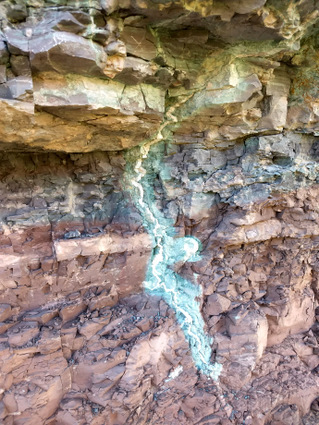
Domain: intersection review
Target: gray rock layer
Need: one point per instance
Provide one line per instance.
(225, 95)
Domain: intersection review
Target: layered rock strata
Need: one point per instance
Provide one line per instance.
(159, 218)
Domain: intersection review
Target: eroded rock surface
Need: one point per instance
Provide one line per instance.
(125, 124)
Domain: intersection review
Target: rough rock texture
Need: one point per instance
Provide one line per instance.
(200, 116)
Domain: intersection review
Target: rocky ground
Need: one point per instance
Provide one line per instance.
(223, 98)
☆ ☆ ☆
The expected answer is a copy of every line in the entries that holds the word "Target".

Target: gray rock layer
Target: layered rock strata
Target: eroded rock surface
Target: rough rock texture
Target: rocky ground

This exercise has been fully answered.